→ **WHAT YOU ARE ASKED TO DO**: Could you copy out, word for word, the part of the data below that begins at the line containing "Locate every yellow head" and ends after the line containing "414,390,492,453"?
***** RECORD SET
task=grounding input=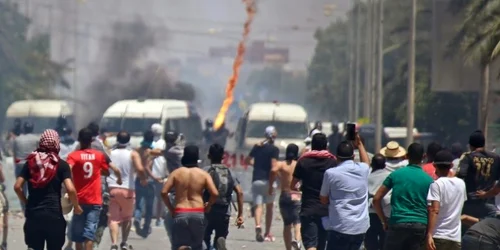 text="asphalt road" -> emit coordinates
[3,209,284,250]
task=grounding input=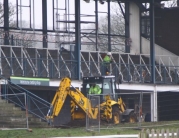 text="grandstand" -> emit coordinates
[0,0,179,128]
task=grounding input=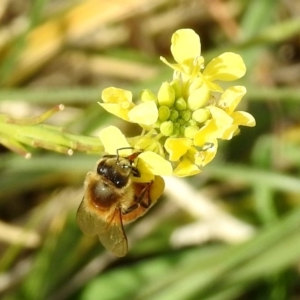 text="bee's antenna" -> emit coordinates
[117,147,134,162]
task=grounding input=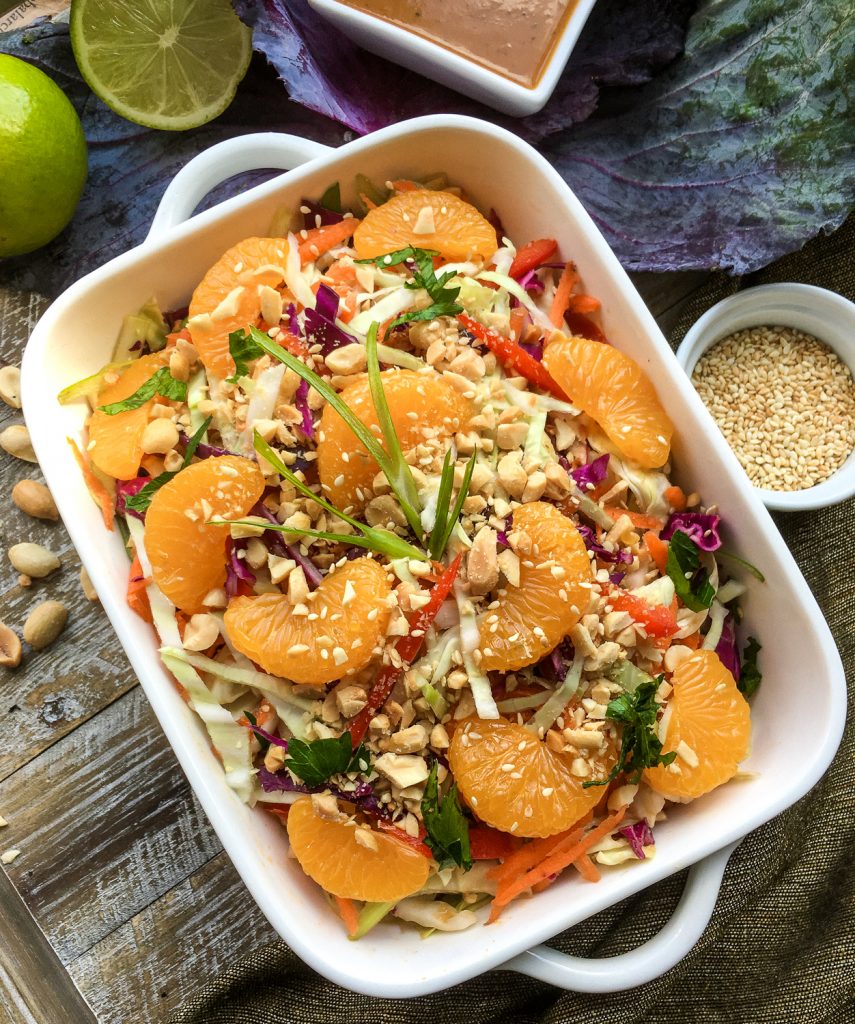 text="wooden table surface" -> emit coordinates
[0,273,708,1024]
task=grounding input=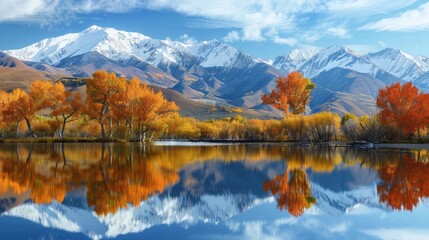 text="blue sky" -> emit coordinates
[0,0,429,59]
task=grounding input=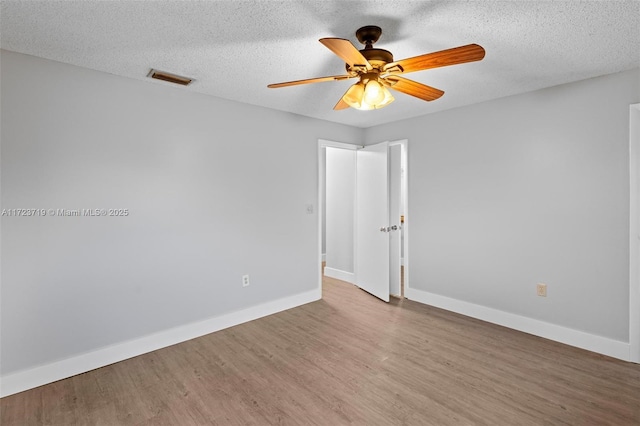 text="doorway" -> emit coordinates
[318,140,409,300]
**********
***** RECORD SET
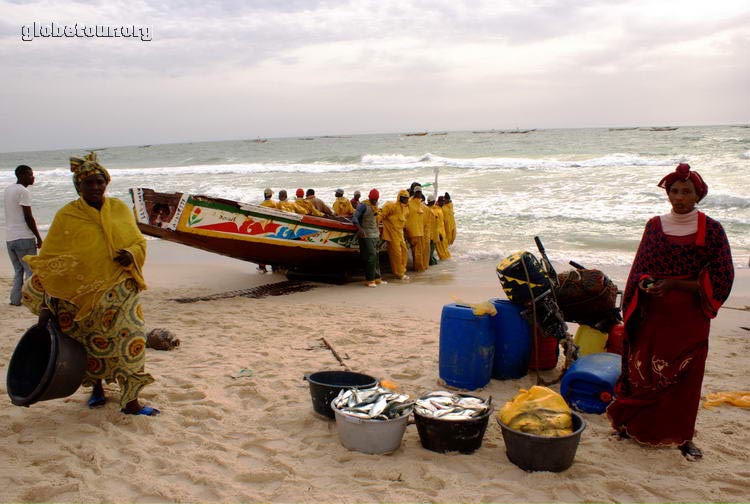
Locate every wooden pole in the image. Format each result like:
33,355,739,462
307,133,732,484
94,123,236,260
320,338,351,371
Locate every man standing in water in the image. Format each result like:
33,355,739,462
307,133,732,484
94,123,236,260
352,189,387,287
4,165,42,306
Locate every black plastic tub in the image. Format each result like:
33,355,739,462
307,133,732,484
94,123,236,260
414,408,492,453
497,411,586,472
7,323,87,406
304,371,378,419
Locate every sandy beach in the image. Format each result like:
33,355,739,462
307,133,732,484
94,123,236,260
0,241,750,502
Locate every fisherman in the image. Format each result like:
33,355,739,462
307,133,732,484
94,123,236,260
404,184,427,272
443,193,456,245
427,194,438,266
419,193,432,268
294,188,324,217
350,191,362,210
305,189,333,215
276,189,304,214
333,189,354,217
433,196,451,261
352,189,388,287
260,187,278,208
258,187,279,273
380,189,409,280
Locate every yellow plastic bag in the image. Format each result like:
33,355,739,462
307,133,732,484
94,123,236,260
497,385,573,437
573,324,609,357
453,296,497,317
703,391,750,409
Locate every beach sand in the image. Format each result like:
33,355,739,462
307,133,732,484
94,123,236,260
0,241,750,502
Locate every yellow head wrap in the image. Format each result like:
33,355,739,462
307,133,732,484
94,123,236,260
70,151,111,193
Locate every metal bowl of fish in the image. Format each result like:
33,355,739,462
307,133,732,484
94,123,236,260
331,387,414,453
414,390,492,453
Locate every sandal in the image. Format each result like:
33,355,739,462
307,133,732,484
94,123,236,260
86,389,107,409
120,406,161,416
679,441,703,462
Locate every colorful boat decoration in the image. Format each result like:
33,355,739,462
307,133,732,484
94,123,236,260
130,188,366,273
**********
→ **FULL SOLUTION**:
Locate every yellow head wrap in the image. Format each result like:
33,355,739,462
307,133,732,484
94,123,236,260
70,151,111,193
Locate every metal bowl of fish in the image. Format each result like:
33,355,739,462
307,133,732,484
94,123,236,260
331,387,414,453
414,390,492,453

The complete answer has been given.